(Object point labels)
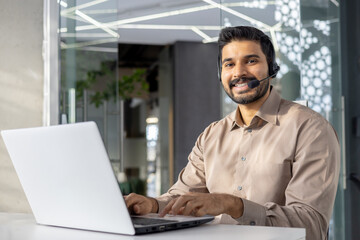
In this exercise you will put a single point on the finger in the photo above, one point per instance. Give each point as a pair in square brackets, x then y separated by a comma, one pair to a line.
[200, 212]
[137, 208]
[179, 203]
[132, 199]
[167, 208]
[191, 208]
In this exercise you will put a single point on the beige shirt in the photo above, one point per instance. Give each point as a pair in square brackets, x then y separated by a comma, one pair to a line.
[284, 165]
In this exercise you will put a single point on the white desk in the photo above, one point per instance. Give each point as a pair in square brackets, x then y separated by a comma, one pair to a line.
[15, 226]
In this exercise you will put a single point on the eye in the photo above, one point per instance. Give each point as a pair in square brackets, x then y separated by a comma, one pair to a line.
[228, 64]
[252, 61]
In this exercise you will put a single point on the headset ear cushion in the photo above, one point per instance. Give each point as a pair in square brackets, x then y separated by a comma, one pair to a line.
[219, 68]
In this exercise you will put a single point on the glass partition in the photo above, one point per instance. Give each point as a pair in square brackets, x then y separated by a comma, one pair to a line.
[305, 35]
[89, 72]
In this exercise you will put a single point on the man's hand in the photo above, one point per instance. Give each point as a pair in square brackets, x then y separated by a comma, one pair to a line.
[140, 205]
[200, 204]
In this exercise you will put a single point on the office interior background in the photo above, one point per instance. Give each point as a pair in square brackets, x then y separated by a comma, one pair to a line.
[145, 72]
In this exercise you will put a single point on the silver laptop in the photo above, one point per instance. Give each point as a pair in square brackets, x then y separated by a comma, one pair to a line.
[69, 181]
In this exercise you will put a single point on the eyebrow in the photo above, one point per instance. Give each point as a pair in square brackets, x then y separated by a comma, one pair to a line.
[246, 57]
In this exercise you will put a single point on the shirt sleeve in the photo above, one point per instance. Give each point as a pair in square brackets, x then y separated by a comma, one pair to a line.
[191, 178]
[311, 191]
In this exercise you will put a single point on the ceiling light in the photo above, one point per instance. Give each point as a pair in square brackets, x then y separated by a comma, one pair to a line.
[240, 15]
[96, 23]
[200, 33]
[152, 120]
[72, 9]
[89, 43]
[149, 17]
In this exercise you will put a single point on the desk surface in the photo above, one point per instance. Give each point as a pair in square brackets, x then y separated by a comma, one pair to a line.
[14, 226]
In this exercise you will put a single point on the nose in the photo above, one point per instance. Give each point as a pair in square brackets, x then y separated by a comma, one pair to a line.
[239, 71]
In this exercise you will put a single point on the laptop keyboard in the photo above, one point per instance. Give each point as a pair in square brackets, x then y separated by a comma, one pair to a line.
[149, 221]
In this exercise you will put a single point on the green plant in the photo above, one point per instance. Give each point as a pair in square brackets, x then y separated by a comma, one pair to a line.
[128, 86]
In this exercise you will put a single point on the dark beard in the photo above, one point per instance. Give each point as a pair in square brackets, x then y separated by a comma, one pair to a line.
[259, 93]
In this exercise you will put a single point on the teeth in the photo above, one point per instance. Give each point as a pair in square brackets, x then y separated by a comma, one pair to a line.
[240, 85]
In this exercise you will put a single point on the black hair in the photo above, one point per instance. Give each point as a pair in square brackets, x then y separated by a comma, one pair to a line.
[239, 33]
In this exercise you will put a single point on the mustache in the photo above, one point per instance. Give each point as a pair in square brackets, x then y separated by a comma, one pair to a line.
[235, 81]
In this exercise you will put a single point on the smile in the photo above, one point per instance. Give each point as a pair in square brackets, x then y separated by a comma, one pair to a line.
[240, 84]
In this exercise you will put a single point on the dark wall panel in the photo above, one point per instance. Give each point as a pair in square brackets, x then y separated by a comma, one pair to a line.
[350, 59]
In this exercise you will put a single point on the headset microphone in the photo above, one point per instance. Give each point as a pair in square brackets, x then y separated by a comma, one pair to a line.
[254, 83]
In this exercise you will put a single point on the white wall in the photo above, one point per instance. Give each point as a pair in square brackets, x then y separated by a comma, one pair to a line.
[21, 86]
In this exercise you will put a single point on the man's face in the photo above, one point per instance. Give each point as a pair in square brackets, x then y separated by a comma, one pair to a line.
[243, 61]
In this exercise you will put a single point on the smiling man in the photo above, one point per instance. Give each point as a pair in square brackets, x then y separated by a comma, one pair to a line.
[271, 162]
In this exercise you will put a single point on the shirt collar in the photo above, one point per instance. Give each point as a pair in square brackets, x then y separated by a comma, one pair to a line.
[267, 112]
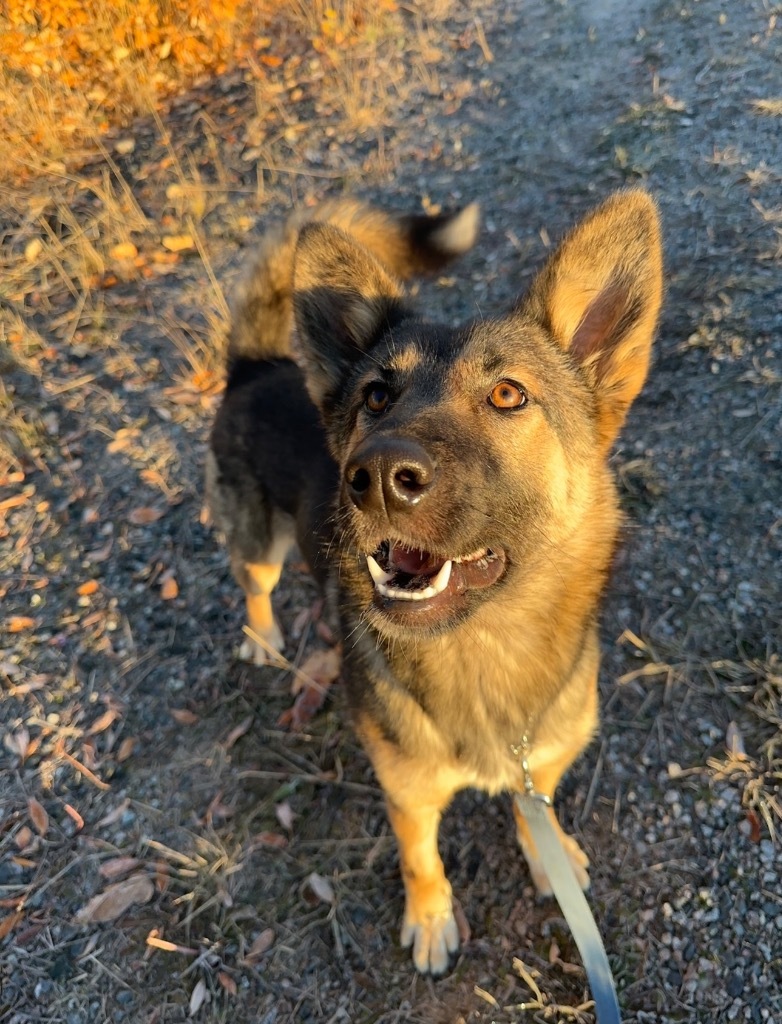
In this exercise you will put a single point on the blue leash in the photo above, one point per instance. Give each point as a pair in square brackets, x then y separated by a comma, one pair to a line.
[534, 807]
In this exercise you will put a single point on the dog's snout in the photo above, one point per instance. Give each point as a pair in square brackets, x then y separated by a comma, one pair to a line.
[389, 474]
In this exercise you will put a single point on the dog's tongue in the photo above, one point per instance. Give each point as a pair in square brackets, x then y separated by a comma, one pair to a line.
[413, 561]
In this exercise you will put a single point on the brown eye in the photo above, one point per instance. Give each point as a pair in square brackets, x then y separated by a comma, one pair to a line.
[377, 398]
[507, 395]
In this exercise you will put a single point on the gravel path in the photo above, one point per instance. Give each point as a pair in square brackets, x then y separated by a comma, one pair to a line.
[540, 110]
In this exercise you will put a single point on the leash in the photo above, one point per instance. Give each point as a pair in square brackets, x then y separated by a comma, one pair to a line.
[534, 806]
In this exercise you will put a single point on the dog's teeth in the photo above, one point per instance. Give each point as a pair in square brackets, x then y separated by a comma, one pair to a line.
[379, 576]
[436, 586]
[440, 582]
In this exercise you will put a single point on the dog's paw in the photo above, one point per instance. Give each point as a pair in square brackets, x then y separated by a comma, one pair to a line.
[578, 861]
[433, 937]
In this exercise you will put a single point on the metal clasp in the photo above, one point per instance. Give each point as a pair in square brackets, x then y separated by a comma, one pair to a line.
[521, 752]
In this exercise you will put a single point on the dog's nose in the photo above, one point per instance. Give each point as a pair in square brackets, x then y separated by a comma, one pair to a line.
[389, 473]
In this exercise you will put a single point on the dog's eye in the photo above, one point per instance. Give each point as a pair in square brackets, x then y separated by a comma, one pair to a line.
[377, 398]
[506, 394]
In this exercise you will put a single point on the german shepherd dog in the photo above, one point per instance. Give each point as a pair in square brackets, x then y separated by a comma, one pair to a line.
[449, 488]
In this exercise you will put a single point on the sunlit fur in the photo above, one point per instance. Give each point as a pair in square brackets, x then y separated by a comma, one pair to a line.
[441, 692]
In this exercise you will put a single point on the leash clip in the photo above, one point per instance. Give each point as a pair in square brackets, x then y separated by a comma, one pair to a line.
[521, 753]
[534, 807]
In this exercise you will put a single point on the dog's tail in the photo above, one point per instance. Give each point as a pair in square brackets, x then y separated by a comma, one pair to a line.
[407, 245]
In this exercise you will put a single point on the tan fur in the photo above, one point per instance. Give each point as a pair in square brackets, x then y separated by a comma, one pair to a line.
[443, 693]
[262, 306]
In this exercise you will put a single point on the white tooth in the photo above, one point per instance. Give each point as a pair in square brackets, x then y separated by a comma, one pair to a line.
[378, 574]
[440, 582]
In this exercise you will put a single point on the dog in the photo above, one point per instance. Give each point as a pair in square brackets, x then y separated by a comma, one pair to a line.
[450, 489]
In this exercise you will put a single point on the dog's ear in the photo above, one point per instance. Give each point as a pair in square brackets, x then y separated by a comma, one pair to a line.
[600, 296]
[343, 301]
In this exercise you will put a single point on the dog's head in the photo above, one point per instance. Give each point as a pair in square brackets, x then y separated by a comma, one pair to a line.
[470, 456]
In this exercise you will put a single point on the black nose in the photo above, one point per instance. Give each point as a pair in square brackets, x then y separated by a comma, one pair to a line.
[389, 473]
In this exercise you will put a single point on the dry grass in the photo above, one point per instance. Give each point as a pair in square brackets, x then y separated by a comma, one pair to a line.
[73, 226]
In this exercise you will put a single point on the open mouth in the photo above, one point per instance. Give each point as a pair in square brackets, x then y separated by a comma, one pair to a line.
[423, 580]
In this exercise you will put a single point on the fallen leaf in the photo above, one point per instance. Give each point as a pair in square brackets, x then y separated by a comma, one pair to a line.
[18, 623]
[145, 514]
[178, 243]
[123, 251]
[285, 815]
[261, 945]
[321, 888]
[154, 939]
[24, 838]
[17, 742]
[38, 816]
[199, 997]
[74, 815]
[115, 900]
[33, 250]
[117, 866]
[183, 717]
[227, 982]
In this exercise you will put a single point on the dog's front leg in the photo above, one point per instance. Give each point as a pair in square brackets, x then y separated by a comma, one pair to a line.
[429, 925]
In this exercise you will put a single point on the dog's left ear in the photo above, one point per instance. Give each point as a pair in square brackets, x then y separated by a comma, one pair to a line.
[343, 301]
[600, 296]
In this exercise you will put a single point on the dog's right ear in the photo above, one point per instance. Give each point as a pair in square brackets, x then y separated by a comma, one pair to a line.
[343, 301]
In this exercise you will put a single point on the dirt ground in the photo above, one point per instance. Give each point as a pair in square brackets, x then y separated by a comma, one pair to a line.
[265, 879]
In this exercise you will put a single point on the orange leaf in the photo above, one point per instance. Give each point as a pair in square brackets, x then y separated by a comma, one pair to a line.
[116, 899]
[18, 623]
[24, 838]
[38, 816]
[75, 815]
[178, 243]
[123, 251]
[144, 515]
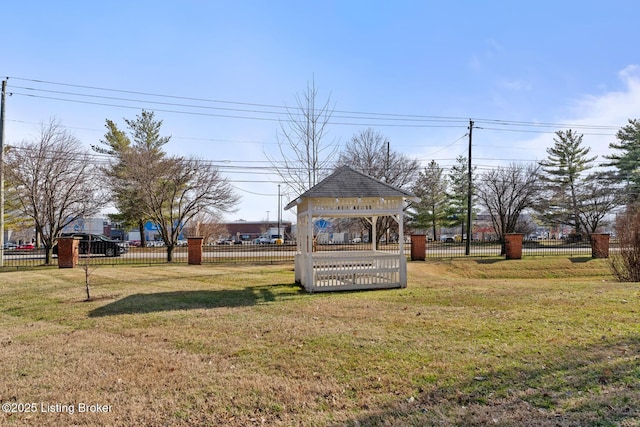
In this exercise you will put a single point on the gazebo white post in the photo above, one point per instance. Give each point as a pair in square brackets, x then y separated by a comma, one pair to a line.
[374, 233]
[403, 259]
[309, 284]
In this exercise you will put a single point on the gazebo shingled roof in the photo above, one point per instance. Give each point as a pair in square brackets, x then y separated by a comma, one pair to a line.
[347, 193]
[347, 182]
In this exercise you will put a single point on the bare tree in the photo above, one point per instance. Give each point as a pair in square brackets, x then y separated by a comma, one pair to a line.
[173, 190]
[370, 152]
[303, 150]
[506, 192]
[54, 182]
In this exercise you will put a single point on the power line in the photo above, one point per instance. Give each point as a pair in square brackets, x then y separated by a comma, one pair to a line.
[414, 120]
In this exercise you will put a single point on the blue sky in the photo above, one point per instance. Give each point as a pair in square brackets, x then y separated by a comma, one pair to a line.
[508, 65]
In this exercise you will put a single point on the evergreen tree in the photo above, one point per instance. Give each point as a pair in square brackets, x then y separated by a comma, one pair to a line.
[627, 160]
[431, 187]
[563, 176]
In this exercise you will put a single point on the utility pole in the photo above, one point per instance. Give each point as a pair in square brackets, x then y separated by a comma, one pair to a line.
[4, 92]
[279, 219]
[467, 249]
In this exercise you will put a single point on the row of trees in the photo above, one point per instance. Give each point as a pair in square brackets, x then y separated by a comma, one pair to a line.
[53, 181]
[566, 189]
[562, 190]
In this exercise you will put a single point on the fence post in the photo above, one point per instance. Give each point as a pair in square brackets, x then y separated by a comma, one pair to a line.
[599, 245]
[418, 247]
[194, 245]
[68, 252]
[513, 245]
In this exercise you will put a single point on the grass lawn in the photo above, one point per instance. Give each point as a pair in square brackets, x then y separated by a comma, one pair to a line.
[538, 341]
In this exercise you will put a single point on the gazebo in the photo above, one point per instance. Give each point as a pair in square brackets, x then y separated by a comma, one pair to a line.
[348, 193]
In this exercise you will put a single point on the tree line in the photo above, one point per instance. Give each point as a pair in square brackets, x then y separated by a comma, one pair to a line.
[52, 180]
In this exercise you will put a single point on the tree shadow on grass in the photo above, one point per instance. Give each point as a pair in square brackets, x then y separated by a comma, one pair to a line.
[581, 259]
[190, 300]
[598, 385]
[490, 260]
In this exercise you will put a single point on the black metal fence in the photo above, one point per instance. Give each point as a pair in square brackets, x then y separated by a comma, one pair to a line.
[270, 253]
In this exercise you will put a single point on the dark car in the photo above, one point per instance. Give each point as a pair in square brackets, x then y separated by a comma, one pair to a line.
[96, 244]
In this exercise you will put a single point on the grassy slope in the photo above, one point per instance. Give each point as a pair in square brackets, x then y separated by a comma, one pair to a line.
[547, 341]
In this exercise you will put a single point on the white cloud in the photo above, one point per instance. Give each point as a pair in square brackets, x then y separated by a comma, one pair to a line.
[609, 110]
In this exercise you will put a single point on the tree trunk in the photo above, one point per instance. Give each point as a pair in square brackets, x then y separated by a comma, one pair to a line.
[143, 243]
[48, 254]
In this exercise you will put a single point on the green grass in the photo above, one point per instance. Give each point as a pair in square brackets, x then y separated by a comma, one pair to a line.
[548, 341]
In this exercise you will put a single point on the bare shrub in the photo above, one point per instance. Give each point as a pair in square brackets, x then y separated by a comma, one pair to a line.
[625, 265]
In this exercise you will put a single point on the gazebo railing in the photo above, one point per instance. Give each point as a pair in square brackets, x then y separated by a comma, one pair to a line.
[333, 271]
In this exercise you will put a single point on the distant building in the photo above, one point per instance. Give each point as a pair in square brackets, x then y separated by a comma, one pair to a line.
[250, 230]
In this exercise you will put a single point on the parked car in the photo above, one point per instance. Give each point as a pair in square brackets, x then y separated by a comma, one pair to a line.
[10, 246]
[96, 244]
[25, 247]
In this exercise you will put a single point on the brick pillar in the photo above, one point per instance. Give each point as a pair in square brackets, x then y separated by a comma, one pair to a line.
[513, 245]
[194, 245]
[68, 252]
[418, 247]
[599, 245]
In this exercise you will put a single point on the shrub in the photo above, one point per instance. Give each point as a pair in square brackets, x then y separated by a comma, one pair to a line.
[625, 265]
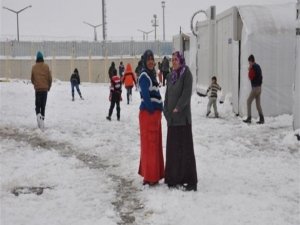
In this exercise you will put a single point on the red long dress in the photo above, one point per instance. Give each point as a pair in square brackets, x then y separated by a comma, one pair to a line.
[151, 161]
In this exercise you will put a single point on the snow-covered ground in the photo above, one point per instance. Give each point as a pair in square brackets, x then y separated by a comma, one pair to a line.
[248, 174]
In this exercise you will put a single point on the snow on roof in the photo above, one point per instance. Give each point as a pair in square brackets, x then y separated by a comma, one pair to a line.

Task instructions >> Copy exactly the lines from the one containing "the gazebo railing" through the last line of the records above, including both, and omit every picture.

Finished task >>
In this exercise you will put a single point on the gazebo railing in the photo above, one point per instance. Give each point as a pair in square brackets, x then y separated by a comma, one pair to a line.
[333, 271]
In this exercise you will put a single point on the distant building in the photo above, one point per instance. Give each point as a pair in square brackets, x then y separated by a comma, one pair to a line.
[250, 230]
In this exercise you will put a single point on the parked car in the photo above, one point per instance. Give each point as a pair in square brackets, x then y separated by a comma, one pair to a line.
[10, 246]
[96, 244]
[25, 247]
In this exercise you will put a single point on the brick pillar in the photo above, one point per instance. Give each point as a pair in square brackets, x then y separated by a comma, one pair to a line.
[513, 245]
[194, 245]
[68, 252]
[418, 247]
[599, 245]
In this exercise you will put a single point on the shrub in the photo above, one point per instance. Give each point as a pair in square brackets, x then y separated by a comma, one pair to a line.
[625, 265]
In this exercise you will put a single point on the red long dress in the photo above, one point per instance. Give each point as a pair in square brackets, x then y separated by a comma, one pair to a line.
[151, 161]
In this exercise you will put a single point on the snow-covered ground in the photo above, one point per instance. Give each point as a pair in square brackets, x then y separated by a comma, one pair to a line.
[248, 174]
In this exercise you will put a single point on the snow on roof in the photo above, one point per instance. Give each point as a pair in square brackets, x then y separated by a comma, one pair to a line.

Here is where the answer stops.